**GIVEN TASK**
List every line in the records below that contains the string "chimney". Case counts: match only that exact capitalization.

**INFORMATION SHOWN**
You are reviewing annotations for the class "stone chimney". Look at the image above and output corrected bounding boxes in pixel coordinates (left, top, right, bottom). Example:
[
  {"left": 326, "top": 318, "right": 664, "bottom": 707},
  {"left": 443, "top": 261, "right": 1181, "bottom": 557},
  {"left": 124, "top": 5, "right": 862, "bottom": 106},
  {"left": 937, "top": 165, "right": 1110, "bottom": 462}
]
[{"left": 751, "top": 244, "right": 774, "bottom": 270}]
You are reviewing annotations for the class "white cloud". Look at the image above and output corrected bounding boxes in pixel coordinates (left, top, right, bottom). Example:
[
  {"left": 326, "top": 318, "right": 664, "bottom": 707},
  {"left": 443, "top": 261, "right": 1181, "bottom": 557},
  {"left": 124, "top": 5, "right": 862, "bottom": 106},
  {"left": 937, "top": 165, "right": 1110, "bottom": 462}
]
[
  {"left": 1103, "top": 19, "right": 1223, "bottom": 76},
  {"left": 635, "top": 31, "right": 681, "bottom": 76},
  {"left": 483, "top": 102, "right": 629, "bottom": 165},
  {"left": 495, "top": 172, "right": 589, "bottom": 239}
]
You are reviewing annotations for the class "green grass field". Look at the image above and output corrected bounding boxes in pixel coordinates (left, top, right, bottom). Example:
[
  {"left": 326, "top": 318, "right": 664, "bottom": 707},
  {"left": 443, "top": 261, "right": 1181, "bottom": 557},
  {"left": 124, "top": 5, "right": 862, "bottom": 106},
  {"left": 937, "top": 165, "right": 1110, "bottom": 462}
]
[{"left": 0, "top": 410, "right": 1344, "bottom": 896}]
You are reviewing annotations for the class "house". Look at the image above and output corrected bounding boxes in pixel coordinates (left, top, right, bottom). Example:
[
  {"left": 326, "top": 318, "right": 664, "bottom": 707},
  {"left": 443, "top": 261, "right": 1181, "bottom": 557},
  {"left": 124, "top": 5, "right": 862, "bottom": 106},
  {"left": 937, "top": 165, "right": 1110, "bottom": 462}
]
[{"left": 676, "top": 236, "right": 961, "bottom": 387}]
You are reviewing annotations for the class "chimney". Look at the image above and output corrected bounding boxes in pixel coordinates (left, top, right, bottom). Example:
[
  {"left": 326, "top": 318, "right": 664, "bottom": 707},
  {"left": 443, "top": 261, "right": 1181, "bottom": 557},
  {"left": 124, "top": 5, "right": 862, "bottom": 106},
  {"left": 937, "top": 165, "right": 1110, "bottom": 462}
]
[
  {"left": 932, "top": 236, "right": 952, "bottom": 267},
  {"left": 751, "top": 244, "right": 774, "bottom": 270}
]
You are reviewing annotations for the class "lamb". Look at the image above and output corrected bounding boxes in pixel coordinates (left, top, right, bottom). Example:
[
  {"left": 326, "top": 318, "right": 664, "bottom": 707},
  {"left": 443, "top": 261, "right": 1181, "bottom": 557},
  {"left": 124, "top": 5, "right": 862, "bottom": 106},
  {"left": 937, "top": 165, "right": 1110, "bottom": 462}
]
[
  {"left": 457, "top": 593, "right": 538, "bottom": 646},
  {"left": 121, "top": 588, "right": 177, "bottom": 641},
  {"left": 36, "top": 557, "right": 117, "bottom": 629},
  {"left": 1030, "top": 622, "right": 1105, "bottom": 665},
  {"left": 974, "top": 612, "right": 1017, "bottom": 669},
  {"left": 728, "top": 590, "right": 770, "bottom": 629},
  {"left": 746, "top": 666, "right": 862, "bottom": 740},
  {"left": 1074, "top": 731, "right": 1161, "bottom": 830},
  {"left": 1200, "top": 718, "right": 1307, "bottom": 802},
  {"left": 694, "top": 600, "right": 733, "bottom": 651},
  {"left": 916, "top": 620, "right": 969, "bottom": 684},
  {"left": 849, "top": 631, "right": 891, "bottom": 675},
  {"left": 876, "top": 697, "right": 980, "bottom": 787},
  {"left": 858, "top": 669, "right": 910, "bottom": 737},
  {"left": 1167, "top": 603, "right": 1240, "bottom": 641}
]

**EXERCISE RESULT**
You are reviewing annotations for the class "stone chimney". Look at the image above and output corrected bounding boxes in pixel coordinates (left, top, right, bottom). Example:
You are reviewing annotations for the class "chimney". Look at the image above and output corrected bounding boxes in pixel coordinates (left, top, right, bottom). Example:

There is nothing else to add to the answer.